■ **Written task 1**:
List every line in the listing below that contains the string "baseball", matching case exactly.

Begin Text extract

# Paid, ready and waiting



## FuzzyGav (Sep 7, 2004)

Hi Everyone,
Just paid my dues and looking forward to receiving the membership pack and getting those sticky bits on the rear quarterlights.
WHile I'm here...... can anyone post me a pic of a denim blue pre 2002 coupe (not the later lowered suspension) wearing 18" RS4's. Thinking of replacing the comps after the winter and want to check what 18's look like on earlier cars like my 51 plate.

Cheers


----------



## FuzzyGav (Sep 7, 2004)

Boy it's quiet around here..... have i broken some unwritten rule or something guys?? :?:
Speak to me please  
OK maybe denim blue is being a bit fussy, any colour will do
Thanks


----------



## nutts (May 8, 2002)

Hi Gav

Sorry... didn't mean to ignore you 

Your membership pack should be with you as soon as your payment clears and Malc (membership sec) gets back from Poland 

Hope you like


----------



## t7 (Nov 2, 2002)

Gav - re your picture why dont you check out the FAQs on the main forum - there is a gallery of all the colours so you may find the combo you are looking for there. Or just post on the main board - this TTOC one is used for club stuff only so you won't get so many readers...

Louise


----------



## FuzzyGav (Sep 7, 2004)

Thanks nutts and t7, was feeling lonely for bit there, :wink: 
happy to wait on the membership pack & i'll try the main forum for my pics 8)


----------

End Text extract
Begin Records for this exercise

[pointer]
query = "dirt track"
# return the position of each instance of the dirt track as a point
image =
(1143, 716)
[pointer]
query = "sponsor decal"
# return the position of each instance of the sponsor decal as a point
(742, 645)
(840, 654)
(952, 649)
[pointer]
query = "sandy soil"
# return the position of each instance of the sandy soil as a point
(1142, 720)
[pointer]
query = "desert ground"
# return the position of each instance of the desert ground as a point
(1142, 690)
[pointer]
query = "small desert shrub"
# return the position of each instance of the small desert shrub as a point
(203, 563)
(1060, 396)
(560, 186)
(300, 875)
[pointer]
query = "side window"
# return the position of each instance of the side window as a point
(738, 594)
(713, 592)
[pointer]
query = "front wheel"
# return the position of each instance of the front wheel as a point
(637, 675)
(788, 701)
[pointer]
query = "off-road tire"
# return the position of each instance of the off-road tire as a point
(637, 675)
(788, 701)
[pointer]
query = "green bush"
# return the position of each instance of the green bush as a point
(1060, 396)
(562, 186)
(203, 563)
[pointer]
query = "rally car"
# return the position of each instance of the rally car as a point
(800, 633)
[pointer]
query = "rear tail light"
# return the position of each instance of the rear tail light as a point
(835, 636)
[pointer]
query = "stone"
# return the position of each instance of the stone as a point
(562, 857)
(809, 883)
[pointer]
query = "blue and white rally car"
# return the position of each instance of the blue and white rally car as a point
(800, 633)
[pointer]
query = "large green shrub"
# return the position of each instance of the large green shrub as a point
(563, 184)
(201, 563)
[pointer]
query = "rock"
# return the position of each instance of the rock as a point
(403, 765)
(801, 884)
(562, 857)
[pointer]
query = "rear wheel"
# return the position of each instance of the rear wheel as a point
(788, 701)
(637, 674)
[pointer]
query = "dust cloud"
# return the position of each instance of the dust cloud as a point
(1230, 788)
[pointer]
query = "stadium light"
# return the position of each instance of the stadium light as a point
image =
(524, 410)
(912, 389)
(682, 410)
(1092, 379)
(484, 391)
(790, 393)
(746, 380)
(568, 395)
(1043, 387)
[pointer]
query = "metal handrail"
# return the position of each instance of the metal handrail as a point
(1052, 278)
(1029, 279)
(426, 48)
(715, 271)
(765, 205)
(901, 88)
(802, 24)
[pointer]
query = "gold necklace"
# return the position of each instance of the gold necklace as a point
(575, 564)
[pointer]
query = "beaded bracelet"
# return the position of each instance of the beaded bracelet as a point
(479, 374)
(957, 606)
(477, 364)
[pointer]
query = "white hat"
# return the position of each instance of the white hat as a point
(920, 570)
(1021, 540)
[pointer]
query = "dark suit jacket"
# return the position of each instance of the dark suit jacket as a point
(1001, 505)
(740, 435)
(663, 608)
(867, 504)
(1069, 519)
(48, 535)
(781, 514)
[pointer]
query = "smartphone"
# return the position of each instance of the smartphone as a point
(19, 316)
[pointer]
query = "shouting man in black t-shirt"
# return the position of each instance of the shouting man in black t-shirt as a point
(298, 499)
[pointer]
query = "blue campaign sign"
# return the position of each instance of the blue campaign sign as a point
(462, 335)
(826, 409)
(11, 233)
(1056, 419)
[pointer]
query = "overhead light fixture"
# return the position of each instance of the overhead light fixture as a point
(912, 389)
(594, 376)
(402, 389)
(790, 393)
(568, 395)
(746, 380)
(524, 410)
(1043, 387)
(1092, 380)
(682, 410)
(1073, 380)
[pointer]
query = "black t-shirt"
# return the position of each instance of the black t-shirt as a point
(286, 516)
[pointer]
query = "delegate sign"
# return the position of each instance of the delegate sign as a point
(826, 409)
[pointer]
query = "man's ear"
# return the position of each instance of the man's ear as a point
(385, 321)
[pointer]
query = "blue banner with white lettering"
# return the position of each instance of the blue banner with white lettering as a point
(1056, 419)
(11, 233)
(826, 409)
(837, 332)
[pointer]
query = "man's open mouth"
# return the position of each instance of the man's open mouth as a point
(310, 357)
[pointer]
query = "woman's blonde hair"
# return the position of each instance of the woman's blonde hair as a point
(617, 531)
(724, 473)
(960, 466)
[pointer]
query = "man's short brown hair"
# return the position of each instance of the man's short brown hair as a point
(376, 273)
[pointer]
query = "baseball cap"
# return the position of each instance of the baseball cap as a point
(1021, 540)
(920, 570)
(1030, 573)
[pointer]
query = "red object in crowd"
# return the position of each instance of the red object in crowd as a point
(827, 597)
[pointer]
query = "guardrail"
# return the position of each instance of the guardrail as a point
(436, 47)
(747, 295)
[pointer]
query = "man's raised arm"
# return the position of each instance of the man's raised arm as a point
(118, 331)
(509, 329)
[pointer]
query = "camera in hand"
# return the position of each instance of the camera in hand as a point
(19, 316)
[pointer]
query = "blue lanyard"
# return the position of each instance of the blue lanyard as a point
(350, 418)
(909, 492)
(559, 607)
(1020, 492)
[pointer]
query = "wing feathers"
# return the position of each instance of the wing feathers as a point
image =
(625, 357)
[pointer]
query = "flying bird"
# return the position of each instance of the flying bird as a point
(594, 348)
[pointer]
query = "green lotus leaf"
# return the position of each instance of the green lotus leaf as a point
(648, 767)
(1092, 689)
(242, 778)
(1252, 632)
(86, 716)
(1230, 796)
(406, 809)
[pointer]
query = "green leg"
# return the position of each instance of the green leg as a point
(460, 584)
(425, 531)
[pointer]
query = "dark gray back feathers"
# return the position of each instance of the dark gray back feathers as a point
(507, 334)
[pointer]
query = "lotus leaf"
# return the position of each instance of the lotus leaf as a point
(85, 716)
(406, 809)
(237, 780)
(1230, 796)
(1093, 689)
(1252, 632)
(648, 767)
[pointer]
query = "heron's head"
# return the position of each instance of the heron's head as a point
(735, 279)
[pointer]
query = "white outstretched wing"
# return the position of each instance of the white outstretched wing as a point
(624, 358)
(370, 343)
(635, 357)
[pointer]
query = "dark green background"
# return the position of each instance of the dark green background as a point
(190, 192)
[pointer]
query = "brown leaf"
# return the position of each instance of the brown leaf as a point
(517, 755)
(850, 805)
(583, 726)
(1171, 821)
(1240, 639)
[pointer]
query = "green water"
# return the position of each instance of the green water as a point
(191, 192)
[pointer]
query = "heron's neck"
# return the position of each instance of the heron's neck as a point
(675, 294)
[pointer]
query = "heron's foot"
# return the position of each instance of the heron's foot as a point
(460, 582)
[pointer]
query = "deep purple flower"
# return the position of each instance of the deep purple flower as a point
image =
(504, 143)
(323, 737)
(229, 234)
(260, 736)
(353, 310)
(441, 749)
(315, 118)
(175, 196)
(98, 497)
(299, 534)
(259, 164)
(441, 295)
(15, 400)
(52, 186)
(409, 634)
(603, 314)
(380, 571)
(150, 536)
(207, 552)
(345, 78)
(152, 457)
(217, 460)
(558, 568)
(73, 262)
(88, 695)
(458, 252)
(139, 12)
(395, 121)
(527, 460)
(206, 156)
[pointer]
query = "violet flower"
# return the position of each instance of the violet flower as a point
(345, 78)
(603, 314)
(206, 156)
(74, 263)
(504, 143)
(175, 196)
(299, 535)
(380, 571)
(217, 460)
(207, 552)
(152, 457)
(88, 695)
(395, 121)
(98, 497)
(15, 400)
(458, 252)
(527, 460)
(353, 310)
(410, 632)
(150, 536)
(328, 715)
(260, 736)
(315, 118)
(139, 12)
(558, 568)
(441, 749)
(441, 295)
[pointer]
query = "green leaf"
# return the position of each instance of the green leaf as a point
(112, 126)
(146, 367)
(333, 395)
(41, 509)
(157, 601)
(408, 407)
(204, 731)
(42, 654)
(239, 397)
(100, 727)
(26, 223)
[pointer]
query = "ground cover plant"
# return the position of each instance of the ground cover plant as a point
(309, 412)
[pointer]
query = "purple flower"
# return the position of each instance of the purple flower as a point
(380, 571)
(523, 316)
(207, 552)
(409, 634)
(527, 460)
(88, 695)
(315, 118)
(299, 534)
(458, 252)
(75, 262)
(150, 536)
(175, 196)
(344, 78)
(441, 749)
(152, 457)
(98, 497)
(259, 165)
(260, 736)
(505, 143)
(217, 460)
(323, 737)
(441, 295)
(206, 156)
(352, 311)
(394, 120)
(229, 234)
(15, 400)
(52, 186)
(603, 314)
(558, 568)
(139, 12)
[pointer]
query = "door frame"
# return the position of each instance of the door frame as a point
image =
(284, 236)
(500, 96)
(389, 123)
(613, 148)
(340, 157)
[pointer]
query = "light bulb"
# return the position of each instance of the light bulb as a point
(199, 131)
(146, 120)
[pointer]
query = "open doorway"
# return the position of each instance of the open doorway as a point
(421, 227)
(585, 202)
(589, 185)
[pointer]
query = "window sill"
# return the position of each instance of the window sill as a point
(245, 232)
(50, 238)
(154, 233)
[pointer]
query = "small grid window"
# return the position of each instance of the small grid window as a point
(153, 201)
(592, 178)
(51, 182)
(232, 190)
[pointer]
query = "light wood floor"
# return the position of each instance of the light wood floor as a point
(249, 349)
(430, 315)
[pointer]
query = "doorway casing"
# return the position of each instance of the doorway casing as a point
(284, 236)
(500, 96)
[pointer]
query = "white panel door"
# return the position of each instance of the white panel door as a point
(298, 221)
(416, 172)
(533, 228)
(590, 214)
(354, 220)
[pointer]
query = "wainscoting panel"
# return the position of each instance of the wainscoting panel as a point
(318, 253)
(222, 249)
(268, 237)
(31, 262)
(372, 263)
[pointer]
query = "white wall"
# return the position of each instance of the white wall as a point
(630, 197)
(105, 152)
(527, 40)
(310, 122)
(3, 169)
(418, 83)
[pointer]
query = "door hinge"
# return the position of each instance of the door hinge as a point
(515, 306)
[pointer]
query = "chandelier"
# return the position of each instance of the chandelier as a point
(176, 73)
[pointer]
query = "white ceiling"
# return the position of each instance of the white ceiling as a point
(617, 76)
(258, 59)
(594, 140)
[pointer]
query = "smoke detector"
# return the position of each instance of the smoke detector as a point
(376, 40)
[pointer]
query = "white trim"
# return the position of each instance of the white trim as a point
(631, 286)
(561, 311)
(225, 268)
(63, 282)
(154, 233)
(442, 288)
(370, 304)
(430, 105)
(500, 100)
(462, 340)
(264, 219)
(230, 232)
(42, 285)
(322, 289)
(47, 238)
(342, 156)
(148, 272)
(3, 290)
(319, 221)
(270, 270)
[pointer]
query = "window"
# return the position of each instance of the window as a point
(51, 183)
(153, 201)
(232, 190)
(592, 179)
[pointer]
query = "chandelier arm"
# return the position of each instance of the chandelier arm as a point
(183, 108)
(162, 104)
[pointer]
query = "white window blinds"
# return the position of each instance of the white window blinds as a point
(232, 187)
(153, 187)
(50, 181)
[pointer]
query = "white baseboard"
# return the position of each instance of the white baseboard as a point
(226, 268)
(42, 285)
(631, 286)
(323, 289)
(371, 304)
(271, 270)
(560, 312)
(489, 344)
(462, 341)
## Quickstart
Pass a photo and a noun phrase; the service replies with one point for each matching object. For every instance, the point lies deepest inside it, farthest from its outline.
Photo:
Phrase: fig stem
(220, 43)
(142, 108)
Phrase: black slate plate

End Records for this exercise

■ **Written task 2**:
Reproduce the forum thread above word for word, from "Gav - re your" down to "so many readers...".

■ **Full solution 1**:
query = "baseball cap"
# return the position of each instance of the baseball cap as a point

■ **Full solution 2**:
Gav - re your picture why dont you check out the FAQs on the main forum - there is a gallery of all the colours so you may find the combo you are looking for there. Or just post on the main board - this TTOC one is used for club stuff only so you won't get so many readers...